**Instructions for the task:** Scan the records for the string "instance"; copy each line where it occurs.

Excerpts from a dataset
::::
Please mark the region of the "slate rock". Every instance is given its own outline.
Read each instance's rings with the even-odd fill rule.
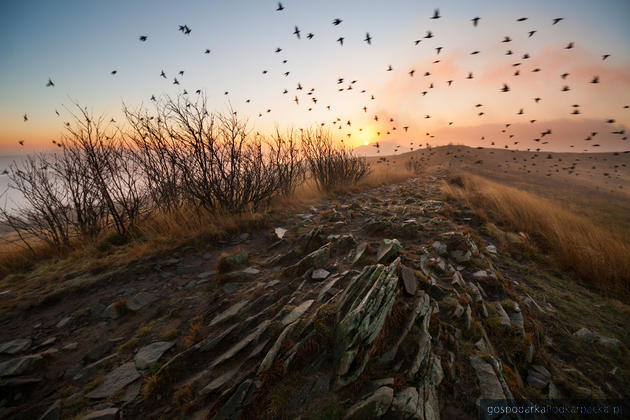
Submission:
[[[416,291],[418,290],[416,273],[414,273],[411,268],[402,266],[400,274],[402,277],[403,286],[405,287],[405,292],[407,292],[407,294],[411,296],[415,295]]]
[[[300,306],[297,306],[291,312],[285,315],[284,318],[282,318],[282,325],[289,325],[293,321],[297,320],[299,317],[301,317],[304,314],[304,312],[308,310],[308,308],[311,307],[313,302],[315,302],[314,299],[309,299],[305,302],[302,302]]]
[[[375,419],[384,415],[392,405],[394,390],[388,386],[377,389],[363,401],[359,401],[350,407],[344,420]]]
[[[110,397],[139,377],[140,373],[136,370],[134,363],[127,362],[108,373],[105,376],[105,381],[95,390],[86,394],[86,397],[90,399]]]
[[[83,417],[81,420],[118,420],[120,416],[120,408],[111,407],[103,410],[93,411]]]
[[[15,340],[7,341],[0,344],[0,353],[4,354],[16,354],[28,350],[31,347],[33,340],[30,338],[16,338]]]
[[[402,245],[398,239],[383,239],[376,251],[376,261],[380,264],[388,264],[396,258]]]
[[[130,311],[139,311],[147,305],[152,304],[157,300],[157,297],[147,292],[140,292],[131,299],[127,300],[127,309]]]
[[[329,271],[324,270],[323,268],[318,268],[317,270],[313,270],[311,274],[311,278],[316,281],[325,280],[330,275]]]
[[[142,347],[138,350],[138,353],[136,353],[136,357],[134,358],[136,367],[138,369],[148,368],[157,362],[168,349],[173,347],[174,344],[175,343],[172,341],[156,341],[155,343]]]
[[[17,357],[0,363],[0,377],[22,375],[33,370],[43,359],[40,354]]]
::::
**Task answer:**
Please mark the region of the "slate rock". Every instance is given its own outline.
Read each instance's rings with the even-odd fill rule.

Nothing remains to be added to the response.